> **Task prompt**
Across the records below, how many lines include the string "review"? State the number and nothing more.

> **Data for processing**
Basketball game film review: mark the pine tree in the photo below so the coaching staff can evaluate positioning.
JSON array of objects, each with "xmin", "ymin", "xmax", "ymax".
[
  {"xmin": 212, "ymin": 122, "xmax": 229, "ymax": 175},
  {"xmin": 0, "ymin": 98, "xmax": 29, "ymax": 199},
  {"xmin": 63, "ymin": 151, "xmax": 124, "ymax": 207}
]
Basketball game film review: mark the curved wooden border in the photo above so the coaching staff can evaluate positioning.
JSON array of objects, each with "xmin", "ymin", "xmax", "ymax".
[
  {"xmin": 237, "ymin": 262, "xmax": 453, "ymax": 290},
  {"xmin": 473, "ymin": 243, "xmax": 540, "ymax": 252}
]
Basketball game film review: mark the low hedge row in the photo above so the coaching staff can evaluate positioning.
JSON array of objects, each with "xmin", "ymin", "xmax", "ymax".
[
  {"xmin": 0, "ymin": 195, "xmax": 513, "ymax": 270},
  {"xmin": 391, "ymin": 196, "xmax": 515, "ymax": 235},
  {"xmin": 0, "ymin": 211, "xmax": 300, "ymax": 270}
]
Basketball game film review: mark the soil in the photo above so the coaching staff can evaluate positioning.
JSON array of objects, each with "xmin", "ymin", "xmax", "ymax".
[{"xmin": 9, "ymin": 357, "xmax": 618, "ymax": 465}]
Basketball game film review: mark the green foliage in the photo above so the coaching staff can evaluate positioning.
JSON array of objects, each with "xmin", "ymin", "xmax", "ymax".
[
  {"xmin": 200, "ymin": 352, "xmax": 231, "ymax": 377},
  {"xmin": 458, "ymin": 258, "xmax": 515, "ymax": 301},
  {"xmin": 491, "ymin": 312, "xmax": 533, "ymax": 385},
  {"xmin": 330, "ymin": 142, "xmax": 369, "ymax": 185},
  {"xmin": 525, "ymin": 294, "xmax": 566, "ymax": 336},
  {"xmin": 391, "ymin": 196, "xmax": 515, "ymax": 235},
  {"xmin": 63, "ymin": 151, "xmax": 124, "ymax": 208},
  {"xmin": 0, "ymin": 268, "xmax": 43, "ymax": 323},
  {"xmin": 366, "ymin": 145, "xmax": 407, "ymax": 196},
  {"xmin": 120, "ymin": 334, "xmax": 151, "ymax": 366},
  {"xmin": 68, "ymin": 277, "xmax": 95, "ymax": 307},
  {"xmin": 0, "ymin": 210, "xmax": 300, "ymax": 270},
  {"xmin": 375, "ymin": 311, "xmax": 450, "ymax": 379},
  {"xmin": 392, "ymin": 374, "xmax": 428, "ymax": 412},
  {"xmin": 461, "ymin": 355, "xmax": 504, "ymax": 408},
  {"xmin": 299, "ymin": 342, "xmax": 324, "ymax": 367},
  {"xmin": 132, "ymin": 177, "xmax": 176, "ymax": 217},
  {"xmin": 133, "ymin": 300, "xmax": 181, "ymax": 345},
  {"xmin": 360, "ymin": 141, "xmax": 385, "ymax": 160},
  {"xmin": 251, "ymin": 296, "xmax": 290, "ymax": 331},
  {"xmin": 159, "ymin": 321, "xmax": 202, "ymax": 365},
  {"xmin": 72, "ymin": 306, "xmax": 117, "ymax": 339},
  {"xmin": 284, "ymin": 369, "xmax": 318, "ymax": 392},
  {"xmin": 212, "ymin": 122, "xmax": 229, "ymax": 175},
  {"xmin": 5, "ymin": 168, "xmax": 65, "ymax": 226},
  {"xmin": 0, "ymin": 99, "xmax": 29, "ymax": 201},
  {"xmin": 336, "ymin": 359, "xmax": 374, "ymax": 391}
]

> **Exercise result**
5